=== Exercise details ===
The complete data, repeated exactly, should form your response.

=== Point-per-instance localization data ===
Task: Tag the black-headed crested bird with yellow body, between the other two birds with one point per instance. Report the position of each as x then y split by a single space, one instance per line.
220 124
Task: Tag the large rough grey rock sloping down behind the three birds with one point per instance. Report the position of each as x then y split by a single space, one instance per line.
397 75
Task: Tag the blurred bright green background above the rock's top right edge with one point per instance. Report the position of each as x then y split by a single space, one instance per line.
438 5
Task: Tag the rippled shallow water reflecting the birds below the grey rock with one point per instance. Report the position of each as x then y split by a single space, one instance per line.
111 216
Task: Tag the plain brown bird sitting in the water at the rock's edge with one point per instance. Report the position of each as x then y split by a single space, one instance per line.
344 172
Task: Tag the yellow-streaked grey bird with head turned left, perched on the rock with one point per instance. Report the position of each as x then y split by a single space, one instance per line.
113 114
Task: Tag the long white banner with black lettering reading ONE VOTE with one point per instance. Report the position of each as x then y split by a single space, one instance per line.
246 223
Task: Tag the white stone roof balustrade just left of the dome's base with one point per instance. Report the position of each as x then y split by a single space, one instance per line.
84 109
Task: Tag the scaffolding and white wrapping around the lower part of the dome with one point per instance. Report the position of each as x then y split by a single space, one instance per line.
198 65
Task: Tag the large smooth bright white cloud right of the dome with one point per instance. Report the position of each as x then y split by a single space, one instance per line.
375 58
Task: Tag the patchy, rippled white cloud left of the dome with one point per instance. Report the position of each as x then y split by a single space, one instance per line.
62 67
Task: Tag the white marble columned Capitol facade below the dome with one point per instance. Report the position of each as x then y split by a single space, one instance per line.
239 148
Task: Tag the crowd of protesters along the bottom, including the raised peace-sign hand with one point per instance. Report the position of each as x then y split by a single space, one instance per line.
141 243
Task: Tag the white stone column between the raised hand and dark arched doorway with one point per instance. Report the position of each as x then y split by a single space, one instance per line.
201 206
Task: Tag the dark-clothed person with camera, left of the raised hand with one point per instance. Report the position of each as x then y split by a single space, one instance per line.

=== Finished exercise ===
Task: Tag the black-headed crested bird with yellow body, between the other two birds with one point per instance. Report the position of each as x then y split by a single space, one instance per line.
220 124
Task: Tag the large rough grey rock sloping down behind the three birds with one point per instance. Report the position of each as x then y split by a single space, one instance per line.
397 75
Task: Tag the blurred bright green background above the rock's top right edge with one point per instance. Report the position of each as x then y split by a single space, one instance per line.
438 5
Task: Tag the rippled shallow water reflecting the birds below the grey rock with one point per instance. Report the position of each as x then y split by a single space, one instance per line.
111 216
Task: Tag the plain brown bird sitting in the water at the rock's edge with one point per instance. Report the position of each as x then y split by a single space, one instance per line.
344 172
Task: Tag the yellow-streaked grey bird with head turned left, perched on the rock with one point per instance. Report the position of each as x then y split by a single space, one instance per line.
113 114
Task: Tag the long white banner with black lettering reading ONE VOTE with one point per instance. Report the position of each as x then y split by a single space, one instance per line.
246 223
Task: Tag the white stone roof balustrade just left of the dome's base with one point per instance. Report the position of each as x then y split by a single space, one instance per line.
84 109
Task: Tag the scaffolding and white wrapping around the lower part of the dome with one point per instance. Report the position of each as x then y split by a single space, one instance per line.
198 65
Task: Tag the large smooth bright white cloud right of the dome with one point per instance. Report the position of each as x then y split by a single space, one instance per line.
375 58
Task: Tag the patchy, rippled white cloud left of the dome with one point per instance. Report the position of each as x then y split by a single space, one instance per line.
62 67
Task: Tag the white marble columned Capitol facade below the dome with one point per instance. Report the position of each as x then y split by a single space, one instance per line.
239 148
Task: Tag the crowd of protesters along the bottom, including the raised peace-sign hand with one point per instance. Report the position of each as x then y split by a single space, one instance per line.
141 243
Task: Tag the white stone column between the raised hand and dark arched doorway with one point per instance. Report the position of each as x then y split by a single space, one instance per line.
201 206
Task: Tag the dark-clothed person with camera, left of the raised hand with one point per instance. Report the position of each as x then y split by a single space, one instance per line.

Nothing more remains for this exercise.